## Text to read
Launched in March, the Government’s New Buy scheme was hailed by David Cameron as a “vital boost to the housing market, giving people good affordable new homes and backing thousands of jobs in construction”.

Its aim was to provide a much needed boost for people seeking first-time buyer mortgages and to free up the housing market.  The scheme is available on houses and flats worth up to £500,000 in England only and it means that buyers may only have to fund a £10,000 deposit on a newly built home of £200,000.

Mortgages would therefore be made available to people witha deposit of just 5%, rather than the 20% typically demanded by lenders since the financial crisis, saving buyers around £34,000 on the average house.  For first time buyers in the capital and existing homeowners who wish to move up the property ladder into larger homes, the introduction of the scheme has undoubtedly been welcome news.

However, more recently the Government has been forced into emergency talks to save its mortgage indemnity scheme.  The launch has been described as far from satisfactory as only three lenders were ready with mortgage products to support the scheme.

## Information provided
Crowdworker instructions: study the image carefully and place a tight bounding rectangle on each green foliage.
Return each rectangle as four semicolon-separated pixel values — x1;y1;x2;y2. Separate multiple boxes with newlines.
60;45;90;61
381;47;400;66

## Short task
Decide whether each statement below agrees with the New Buy scheme text, answering yes or no and quoting the words of the text that settle it. (a) The scheme applies to homes worth up to £500,000 anywhere in the United Kingdom. (b) Since the financial crisis, lenders have typically demanded a 20% deposit. (c) Only three lenders had mortgage products ready to support the scheme at its launch.

## Result of the exercise
(a) No: "in England only".
(b) Yes: "the 20% typically demanded by lenders since the financial crisis".
(c) Yes: "only three lenders were ready with mortgage products to support the scheme".